Information provided.
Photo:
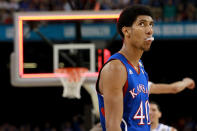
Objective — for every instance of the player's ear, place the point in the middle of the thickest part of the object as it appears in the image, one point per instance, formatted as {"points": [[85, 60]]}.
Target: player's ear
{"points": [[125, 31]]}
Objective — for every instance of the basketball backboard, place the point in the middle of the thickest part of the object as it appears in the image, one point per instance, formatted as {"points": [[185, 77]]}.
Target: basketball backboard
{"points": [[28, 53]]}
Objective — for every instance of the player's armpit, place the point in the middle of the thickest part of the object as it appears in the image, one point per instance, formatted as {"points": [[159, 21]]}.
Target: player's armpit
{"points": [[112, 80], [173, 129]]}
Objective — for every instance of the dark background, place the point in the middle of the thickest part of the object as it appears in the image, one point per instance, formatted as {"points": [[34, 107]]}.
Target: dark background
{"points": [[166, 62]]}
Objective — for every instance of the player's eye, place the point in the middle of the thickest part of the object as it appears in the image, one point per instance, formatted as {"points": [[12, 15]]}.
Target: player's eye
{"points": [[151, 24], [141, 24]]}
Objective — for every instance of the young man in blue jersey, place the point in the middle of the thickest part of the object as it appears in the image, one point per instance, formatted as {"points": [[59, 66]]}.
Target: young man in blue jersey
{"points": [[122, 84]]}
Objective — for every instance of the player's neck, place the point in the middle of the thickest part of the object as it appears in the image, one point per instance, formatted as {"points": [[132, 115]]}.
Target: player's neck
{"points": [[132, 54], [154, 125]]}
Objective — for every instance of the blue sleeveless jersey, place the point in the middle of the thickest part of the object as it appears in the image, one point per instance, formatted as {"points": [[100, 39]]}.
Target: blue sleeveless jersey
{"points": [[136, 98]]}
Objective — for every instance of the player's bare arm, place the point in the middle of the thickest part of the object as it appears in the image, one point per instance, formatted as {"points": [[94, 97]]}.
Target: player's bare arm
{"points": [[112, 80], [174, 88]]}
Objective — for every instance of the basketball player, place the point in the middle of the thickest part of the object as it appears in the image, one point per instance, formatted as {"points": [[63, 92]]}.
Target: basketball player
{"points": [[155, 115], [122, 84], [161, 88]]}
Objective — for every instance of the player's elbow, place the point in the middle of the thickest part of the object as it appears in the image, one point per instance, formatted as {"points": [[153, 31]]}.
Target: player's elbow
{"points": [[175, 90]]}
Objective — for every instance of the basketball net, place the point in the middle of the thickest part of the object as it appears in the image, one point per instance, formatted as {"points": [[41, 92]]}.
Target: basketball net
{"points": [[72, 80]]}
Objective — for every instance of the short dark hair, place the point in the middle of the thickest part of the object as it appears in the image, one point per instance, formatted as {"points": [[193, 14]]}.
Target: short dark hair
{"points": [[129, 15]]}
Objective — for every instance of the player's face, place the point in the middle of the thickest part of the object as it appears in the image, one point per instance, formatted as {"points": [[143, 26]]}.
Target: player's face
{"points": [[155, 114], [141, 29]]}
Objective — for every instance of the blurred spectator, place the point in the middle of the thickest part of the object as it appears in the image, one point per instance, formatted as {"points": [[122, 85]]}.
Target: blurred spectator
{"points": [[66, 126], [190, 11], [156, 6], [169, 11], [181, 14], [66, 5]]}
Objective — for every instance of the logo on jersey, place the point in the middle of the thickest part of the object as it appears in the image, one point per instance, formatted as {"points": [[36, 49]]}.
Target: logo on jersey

What this task involves. Go through the listing above and write out exactly the lines starting with the one holding "Objective — for every instance of the blue" and running through the one holding "Objective — for every instance of the player's bare", ends included, and no others.

Your response.
Objective — for every instance of the blue sleeveless jersey, place the point in the middle of the thickest part of the object as it appears in the image, one point per instance, formatted as {"points": [[100, 39]]}.
Target: blue sleeveless jersey
{"points": [[136, 98]]}
Objective — for every instance of the player's bare arm, place the point in the middle of the thickest part of the object as it appears in the image, one point per instance, formatted as {"points": [[94, 97]]}.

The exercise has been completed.